---------- SUPPLIED TEXT ----------

Marloes Maathuis Explained

Marloes Henriette Maathuis (born 1978) is a Dutch statistician known for her work on causal inference using graphical models, particularly in high-dimensional data from applications in biology and epidemiology. She is a professor of statistics at ETH Zurich in Switzerland.

Education and career

Maathuis is originally from Groningen, the daughter of a physician. She studied applied mathematics at the Delft University of Technology, earning a bachelor's degree in 2001 and a master's degree in 2003. Her master's program included travel to Ethiopia to study the lifetime risks of HIV-related deaths there.

With the assistance of Delft University professor Piet Groeneboom, Maathuis traveled to the University of Washington to work with Jon A. Wellner and complete her master's thesis. She stayed at the University of Washington for Ph.D. in statistics, completed in 2006, and then for an additional year as an acting assistant professor. Her doctoral dissertation, Nonparametric Estimation for Current Status Data with Competing Risks, was jointly supervised by Groeneboom and Wellner.

----------

● ASSIGNMENT
Can you write out, word for word, the part of the Marloes Maathuis text starting with "Education and career" and going on through "HIV-related deaths there."?

---------- DATA EXCERPTS ----------

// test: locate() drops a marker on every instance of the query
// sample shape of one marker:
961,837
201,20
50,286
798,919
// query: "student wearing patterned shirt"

----------

● RESPONSE TO THE EXERCISE
Education and career

Maathuis is originally from Groningen, the daughter of a physician. She studied applied mathematics at the Delft University of Technology, earning a bachelor's degree in 2001 and a master's degree in 2003. Her master's program included travel to Ethiopia to study the lifetime risks of HIV-related deaths there.